[AVAILABLE RECORDS — start]

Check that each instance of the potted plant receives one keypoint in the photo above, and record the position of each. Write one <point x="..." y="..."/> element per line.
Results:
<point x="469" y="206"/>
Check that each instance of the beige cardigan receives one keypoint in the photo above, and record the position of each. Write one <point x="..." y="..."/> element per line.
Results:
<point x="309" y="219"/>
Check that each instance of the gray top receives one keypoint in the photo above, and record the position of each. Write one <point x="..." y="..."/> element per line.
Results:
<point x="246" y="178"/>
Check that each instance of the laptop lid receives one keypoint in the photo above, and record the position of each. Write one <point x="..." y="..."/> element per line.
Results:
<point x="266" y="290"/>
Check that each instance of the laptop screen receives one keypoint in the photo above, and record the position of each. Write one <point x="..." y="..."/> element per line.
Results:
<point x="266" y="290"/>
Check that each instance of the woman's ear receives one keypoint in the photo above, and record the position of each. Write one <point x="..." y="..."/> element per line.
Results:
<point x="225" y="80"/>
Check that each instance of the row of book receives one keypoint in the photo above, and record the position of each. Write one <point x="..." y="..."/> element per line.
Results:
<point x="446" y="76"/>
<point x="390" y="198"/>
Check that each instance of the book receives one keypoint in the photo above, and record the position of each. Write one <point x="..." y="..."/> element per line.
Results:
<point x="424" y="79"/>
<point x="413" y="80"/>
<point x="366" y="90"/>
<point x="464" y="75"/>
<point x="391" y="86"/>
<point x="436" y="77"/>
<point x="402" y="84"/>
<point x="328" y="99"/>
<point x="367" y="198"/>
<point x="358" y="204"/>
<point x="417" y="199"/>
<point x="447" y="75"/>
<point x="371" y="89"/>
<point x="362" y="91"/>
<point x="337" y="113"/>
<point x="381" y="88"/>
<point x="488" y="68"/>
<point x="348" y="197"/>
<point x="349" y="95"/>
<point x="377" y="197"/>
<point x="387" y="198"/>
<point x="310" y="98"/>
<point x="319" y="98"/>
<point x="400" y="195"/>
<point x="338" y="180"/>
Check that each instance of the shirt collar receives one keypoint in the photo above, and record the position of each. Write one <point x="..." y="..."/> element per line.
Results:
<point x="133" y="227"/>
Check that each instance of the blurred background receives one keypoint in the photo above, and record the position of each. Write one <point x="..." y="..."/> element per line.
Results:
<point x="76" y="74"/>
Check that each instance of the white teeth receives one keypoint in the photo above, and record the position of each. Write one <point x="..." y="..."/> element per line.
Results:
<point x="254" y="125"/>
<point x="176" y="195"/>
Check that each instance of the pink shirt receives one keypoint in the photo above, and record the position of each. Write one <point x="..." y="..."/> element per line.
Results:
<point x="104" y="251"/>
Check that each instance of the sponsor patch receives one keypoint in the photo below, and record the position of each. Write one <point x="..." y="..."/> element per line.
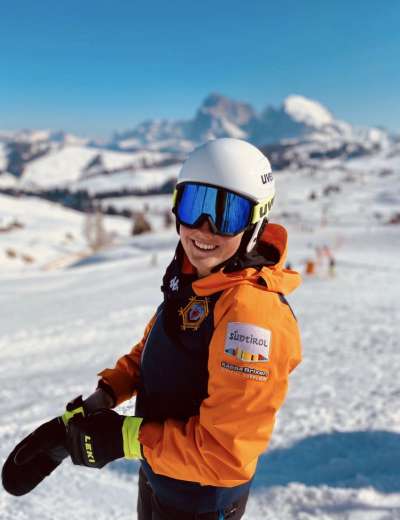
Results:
<point x="247" y="342"/>
<point x="247" y="372"/>
<point x="194" y="313"/>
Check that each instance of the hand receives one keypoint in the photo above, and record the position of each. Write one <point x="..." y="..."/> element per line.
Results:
<point x="38" y="455"/>
<point x="34" y="458"/>
<point x="102" y="437"/>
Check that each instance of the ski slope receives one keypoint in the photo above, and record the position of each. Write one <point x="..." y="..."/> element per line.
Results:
<point x="335" y="453"/>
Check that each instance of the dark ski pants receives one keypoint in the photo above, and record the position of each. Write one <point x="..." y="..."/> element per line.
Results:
<point x="150" y="508"/>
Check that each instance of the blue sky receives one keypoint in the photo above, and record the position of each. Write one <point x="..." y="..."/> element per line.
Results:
<point x="93" y="67"/>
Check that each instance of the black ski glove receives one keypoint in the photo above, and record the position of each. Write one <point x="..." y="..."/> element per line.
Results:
<point x="38" y="455"/>
<point x="102" y="437"/>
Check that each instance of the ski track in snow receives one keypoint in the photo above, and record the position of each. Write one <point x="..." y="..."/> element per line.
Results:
<point x="335" y="452"/>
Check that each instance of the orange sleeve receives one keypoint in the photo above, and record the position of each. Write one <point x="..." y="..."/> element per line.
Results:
<point x="124" y="377"/>
<point x="220" y="447"/>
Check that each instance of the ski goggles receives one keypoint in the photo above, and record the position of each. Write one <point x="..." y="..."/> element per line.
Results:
<point x="228" y="212"/>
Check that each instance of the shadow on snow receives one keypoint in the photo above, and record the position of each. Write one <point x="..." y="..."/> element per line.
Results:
<point x="338" y="459"/>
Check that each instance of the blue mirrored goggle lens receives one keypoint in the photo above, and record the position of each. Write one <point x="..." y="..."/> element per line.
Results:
<point x="236" y="214"/>
<point x="229" y="212"/>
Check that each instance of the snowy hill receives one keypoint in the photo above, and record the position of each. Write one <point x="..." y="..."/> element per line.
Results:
<point x="298" y="133"/>
<point x="334" y="453"/>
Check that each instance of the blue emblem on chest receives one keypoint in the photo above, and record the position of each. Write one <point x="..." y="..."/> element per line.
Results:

[AVAILABLE RECORDS — finish]

### WORK TO COMPLETE
Omit the pictures, then give all the lines above again exactly.

### OUTPUT OF THE TASK
Check that each instance of the potted plant receives one keypoint in the photo above, and record the position of each. Write one <point x="..." y="..."/> element per line.
Results:
<point x="469" y="206"/>
Check that each instance of the beige cardigan receives one keypoint in the photo above, and record the position of each. Write one <point x="..." y="..."/> element per line.
Results:
<point x="309" y="219"/>
Check that each instance of the gray top receives one keypoint in the photo above, and record the position of each. Write one <point x="..." y="..."/> element per line.
Results:
<point x="246" y="178"/>
Check that each instance of the laptop lid receives one keypoint in the photo above, and record the position of each. Write one <point x="..." y="..."/> element per line.
Results:
<point x="266" y="290"/>
Check that each instance of the laptop screen receives one keypoint in the photo above, and record the position of each. Write one <point x="..." y="..."/> element per line.
Results:
<point x="266" y="290"/>
Check that each instance of the woman's ear receives one keypoint in the photo above, and record the position of each. Write one <point x="..." y="..."/> element per line.
Results:
<point x="225" y="80"/>
Check that each instance of the row of book receives one keypoint in the photo above, and record the position of each. Write one <point x="..." y="..."/> element per line.
Results:
<point x="446" y="76"/>
<point x="390" y="198"/>
Check that each instance of the book receives one keypoint in the photo above, and record the position of each. Write one <point x="..." y="..."/> element per line.
Results:
<point x="424" y="79"/>
<point x="413" y="80"/>
<point x="366" y="90"/>
<point x="464" y="75"/>
<point x="391" y="86"/>
<point x="436" y="77"/>
<point x="402" y="84"/>
<point x="328" y="99"/>
<point x="367" y="198"/>
<point x="358" y="204"/>
<point x="417" y="199"/>
<point x="447" y="75"/>
<point x="371" y="89"/>
<point x="362" y="91"/>
<point x="337" y="113"/>
<point x="381" y="88"/>
<point x="488" y="68"/>
<point x="348" y="197"/>
<point x="349" y="95"/>
<point x="377" y="197"/>
<point x="387" y="198"/>
<point x="310" y="98"/>
<point x="319" y="98"/>
<point x="400" y="195"/>
<point x="338" y="180"/>
Check that each instance of the shirt collar receives one keypoint in the photo above, and record the position of each. Write one <point x="..." y="..."/> element per line.
Results:
<point x="133" y="227"/>
Check that each instance of the blurred background receives one keypoint in the photo above, and record the position of each. Write one <point x="..." y="..."/> element per line.
Results:
<point x="76" y="74"/>
Check that each instance of the white teeth receives one keypoint in the photo above, and record the position of each. Write one <point x="..." y="..."/> element per line.
Results:
<point x="254" y="125"/>
<point x="176" y="195"/>
Check that each instance of the pink shirt receives one keypoint in the photo above, and record the position of each. Write one <point x="..." y="..."/> element per line.
Results:
<point x="104" y="251"/>
Check that each instance of the sponsor patch receives one keypoint in the photo below, and record the position of each. Write one <point x="..." y="..."/> element per line.
Results:
<point x="247" y="342"/>
<point x="247" y="372"/>
<point x="194" y="313"/>
Check that each instance of the hand receives one keypoint in the photo above, and record the position of each. Write one <point x="..." y="..."/> element per line.
Results:
<point x="38" y="455"/>
<point x="34" y="458"/>
<point x="102" y="437"/>
Check that each instance of the ski slope receives one keypoint in the photo above, and record the position of each. Write one <point x="..." y="..."/> element per line.
Results:
<point x="335" y="453"/>
Check that each instance of the dark ski pants receives one keypoint in the photo above, and record the position of each. Write one <point x="..." y="..."/> element per line.
Results:
<point x="150" y="508"/>
Check that each instance of the blue sky receives one keypoint in the photo above, and record the position of each. Write one <point x="..." y="..."/> element per line.
Results:
<point x="93" y="67"/>
Check that each instance of the black ski glove receives one keypoint in the photo above, and record the position of each. Write one <point x="..." y="..."/> element per line.
Results:
<point x="38" y="455"/>
<point x="102" y="437"/>
Check that each instance of the ski track in snow receives one keypoint in the photo above, and record the position of each. Write one <point x="..." y="..."/> element per line.
Results:
<point x="335" y="452"/>
Check that each instance of the orange sleeve receives one keypoint in the photo above, and record the position of each. Write one <point x="..." y="..."/> element per line.
Results:
<point x="124" y="377"/>
<point x="220" y="447"/>
Check that each instance of the ski goggles receives one keypoint in the photo above, and record the position of each. Write one <point x="..." y="..."/> element per line.
Results:
<point x="228" y="212"/>
Check that each instance of the shadow on snow receives one keypoint in the photo above, and record the position of each. Write one <point x="..." y="..."/> element per line.
Results:
<point x="338" y="459"/>
Check that each instance of the blue mirrored goggle lens receives one keypoint in the photo above, and record the position of each. Write one <point x="..." y="..."/> element per line.
Results:
<point x="236" y="214"/>
<point x="229" y="212"/>
Check that each instance of the snowy hill receives one keypoint in the photo above, and record the position of each. Write one <point x="..." y="..."/> element per line.
Results:
<point x="298" y="133"/>
<point x="334" y="453"/>
Check that each instance of the blue emblem on chest receives one keypoint in the photo above, and record the position of each. Write one <point x="..." y="..."/> element per line.
Results:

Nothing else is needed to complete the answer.